§ **Consigne A**:
Répondez aux questions suivantes à partir du texte sur l'institutrice de village :
(i) Combien de regards scrutent l'institutrice lorsqu'elle descend du car ?
(ii) Quel véhicule son salaire lui permet-il de s'acheter ?
(iii) De quel diplôme les généralistes sont-elles désormais nanties ?
§ **Consigne B**:
Rédigez la suite du texte sur l'institutrice de village, à partir de sa dernière phrase.

§ **Document**:
S'engager pour ne pas subir *

S'engager pour ne pas subir *

(…) «Dans les villages un peu isolés, les rêves de plaisir et les projets de mariage tournent autour de l'institutrice, comme si l'Ecole normale, avec le papier à l'écusson, donnait un brevet d'érotisme et d'aptitude à diriger un train de campagne qui fascine les garçons. L'institutrice est arrivée! Cinquante regards plissés la scrutent quand elle descend du car, toute rosissante, à la rentrée. On l'observe du café, on s'en repaît sous les rideaux de dentelles de la chambre, derrière le mur de clivias et de lauriers en pot, et elle s'installe seule avec un peu d'hésitation, dans la grande maison d'école. La gamine est jeune, jolie, elle gagne assez pour s'acheter une deux-chevaux, suivre la mode, disparaître le samedi et le dimanche. Elle s'habitue, elle rougit de moins en moins, elle commence à regarder les hommes dans les yeux et tous veulent savoir ce qu'elle fait. La voiture surtout les intrigue – l'auto, c'est le poivre en plus, le signe de son indépendance, c'est qu'elle ne respecte pas les règles. Aux hommes, d'habitude, le permis de conduire! Cette liberté, comme un défi, irrite et attire: voilà l'institutrice au centre des désirs comme une courtisane étatique que les femmes détestent et que protège, malgré tout, la conscience civique et éducative de la communauté.»**

C'était il y a 40 ans. C'était il y a un siècle! Il n'y plus d'institutrices, mais des généralistes nanties d'un bachelor of arts en enseignement préscolaire et primaire. Pas sûr que les collègues issues désormais de la froide et technique HEP pourraient générer la même émotion, en tout cas littéraire… (…)

§ **Données recueillies**:
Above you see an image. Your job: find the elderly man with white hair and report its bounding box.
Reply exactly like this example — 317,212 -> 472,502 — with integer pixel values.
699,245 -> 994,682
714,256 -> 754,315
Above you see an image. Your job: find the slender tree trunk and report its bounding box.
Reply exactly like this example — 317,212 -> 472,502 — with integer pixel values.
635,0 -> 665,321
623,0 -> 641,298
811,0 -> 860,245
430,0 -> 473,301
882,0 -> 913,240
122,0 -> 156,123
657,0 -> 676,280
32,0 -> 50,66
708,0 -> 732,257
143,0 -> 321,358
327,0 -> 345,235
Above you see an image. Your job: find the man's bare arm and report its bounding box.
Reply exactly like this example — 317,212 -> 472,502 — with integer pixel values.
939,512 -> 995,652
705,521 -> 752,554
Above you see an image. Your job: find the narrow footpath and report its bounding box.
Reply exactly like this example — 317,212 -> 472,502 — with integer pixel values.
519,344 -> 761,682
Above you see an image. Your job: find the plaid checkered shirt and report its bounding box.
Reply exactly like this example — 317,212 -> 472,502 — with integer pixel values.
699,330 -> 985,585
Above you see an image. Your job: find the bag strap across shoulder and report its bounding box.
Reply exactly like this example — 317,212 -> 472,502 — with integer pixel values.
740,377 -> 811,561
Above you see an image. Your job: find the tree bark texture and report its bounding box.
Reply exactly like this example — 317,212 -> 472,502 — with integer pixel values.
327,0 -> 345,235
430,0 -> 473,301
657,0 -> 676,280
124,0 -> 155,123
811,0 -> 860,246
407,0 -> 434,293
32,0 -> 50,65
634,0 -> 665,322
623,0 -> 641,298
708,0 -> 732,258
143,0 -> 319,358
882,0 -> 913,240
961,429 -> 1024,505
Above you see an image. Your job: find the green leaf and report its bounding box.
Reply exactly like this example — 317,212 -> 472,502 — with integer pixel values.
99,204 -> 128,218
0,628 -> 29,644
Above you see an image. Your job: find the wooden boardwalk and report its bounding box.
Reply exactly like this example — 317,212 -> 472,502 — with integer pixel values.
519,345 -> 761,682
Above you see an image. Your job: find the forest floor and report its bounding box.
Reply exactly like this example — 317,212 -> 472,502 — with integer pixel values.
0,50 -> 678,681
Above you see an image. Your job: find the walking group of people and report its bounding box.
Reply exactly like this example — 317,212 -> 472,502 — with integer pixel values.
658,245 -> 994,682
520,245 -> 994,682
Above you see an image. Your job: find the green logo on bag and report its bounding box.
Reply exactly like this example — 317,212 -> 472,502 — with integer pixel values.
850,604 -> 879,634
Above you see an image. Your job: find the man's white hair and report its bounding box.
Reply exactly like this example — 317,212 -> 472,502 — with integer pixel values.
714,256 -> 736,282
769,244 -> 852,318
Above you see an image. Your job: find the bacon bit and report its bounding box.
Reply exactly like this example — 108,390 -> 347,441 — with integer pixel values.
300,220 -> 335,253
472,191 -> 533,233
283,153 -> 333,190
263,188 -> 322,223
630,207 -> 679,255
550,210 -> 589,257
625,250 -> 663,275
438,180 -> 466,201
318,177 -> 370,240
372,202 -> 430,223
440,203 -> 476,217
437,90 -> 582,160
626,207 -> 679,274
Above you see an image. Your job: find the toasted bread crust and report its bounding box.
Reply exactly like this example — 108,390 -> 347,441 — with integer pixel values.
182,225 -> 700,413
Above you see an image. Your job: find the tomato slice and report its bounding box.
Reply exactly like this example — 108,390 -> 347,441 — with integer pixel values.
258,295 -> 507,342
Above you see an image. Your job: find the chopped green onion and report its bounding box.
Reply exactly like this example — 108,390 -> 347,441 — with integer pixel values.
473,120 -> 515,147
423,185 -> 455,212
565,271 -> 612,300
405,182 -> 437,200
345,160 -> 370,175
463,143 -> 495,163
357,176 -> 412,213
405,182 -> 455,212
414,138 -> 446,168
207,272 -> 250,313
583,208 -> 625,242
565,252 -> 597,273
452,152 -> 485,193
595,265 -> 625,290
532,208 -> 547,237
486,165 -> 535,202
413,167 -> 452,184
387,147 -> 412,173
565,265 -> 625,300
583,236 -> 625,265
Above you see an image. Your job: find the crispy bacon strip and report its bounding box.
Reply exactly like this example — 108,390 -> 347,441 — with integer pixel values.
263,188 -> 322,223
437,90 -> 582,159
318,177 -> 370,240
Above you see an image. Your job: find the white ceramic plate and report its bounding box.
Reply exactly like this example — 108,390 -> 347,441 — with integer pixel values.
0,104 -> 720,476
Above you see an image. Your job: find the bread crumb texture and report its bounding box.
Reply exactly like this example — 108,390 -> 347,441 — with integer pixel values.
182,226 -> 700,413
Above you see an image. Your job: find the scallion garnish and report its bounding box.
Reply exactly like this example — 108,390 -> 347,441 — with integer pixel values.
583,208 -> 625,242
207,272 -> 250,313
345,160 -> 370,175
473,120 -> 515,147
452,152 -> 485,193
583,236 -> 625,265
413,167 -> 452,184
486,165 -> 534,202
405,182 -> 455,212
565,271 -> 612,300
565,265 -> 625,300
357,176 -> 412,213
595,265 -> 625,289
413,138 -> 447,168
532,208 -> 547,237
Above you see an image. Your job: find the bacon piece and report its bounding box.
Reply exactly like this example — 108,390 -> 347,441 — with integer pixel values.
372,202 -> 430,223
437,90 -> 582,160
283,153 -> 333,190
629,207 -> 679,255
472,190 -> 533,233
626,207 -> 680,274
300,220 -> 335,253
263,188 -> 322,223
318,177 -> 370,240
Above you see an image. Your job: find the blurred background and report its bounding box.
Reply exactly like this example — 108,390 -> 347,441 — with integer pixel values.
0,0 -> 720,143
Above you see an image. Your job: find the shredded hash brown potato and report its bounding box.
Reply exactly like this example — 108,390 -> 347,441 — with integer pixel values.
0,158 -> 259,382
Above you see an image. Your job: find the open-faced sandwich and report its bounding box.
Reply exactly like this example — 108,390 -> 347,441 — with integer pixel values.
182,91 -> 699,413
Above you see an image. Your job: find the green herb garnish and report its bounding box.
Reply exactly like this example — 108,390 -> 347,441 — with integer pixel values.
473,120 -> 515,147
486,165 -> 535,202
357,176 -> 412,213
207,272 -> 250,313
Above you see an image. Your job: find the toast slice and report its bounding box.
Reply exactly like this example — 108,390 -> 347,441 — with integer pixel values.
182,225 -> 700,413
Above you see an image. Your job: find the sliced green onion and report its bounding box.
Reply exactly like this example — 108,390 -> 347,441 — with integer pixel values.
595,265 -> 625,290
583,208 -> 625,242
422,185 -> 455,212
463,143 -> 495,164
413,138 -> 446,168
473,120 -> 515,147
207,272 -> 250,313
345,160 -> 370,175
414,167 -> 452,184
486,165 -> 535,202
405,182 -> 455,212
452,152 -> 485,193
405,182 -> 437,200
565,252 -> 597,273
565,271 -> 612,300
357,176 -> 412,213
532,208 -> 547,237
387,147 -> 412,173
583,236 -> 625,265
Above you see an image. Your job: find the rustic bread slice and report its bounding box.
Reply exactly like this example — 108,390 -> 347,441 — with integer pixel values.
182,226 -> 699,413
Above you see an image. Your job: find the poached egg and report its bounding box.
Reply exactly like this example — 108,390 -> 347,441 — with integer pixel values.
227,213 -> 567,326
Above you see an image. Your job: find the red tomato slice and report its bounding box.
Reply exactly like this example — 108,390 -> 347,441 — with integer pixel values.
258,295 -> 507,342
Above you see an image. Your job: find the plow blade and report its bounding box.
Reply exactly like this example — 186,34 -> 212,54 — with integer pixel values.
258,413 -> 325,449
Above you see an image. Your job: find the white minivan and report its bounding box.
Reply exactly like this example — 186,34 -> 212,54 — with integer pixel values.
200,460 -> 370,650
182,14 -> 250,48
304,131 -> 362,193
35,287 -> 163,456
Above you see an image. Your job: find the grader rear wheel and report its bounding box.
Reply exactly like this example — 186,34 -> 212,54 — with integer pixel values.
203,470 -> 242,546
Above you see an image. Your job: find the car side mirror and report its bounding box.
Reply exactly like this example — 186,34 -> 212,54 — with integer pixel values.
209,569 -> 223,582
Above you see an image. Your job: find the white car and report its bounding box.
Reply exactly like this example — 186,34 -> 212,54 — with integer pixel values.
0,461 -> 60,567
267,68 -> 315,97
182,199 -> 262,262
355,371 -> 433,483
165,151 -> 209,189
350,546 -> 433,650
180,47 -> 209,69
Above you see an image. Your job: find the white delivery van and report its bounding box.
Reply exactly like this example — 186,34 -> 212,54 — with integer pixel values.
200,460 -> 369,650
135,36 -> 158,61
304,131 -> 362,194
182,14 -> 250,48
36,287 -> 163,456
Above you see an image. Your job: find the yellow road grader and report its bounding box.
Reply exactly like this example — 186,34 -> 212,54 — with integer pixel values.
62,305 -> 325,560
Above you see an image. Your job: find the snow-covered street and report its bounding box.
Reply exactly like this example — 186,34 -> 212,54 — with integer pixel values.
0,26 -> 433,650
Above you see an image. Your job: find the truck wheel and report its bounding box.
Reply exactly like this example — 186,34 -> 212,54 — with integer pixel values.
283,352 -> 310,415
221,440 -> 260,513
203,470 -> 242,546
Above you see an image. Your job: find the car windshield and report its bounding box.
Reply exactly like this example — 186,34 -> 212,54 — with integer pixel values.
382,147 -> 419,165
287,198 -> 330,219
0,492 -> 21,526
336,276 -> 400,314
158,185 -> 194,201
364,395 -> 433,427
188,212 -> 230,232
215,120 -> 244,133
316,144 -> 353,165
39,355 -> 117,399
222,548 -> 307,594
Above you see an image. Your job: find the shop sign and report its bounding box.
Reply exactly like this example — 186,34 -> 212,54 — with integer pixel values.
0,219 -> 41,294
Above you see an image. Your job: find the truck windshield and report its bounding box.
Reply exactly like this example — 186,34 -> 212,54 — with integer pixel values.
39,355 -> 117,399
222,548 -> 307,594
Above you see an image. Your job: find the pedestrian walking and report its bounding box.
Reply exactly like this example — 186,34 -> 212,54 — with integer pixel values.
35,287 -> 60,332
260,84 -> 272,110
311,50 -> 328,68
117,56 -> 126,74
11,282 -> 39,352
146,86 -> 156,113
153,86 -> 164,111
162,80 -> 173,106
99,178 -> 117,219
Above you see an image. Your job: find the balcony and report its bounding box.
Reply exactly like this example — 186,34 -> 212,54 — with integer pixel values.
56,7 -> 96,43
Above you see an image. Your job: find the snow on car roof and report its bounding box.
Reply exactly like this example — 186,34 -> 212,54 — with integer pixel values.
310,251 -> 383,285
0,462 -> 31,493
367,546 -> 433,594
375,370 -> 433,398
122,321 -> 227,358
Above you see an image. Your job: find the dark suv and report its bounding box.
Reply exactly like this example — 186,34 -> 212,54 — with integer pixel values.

§ **Réponse A**:
(i) Cinquante regards.
(ii) Une deux-chevaux.
(iii) Un bachelor of arts en enseignement préscolaire et primaire.

§ **Réponse B**:
Depuis, la société a changé. Profondément. En 40 ans, le secteur primaire, l'agriculture et la viticulture, a vu son nombre d'emplois diminué par deux. L'industrie a perdu le quart de ses travailleurs et le secteur tertiaire a presque doublé le nombre de ses effectifs, s'établissant à près de 90% des emplois. En 1970, 48% des femmes de 15 à 64 ans avaient un emploi rémunéré. Aujourd'hui, c'est près de 80%. En 40 ans, la proportion de naissances hors mariage a quadruplé et concerne désormais presque un enfant sur quatre. En 40 ans, le nombre de divorces a aussi quadruplé et les familles monoparentales représentent en 2010 et en moyenne près de 15% des ménages…

Aujourd'hui, dans une école qui n'a sans doute changé qu'en surface, c'est à la multitude des organisations familiales que les enseignantes et les enseignants sont confrontés. A la multitude – aussi – de leurs désorganisations. Mais également à la multitude des origines, des cultures, des parcours de vie, des types d'éducation. Et si les mouvements qualifiés par paresse de «soixante-huitards» ont eu quelque impact sur nos sociétés, c'est d'abord celui de l'exacerbation des besoins personnels et la satisfaction immédiate de ceux-ci, de l'hyperconsommation, de l'individualisme et de la fragmentation des citoyens en catégories – selon leur âge, leurs origines, leur orientation sexuelle… catégories qui toutes, plus ou moins légitimement défendent ce qu'elles estiment être leurs droits particuliers.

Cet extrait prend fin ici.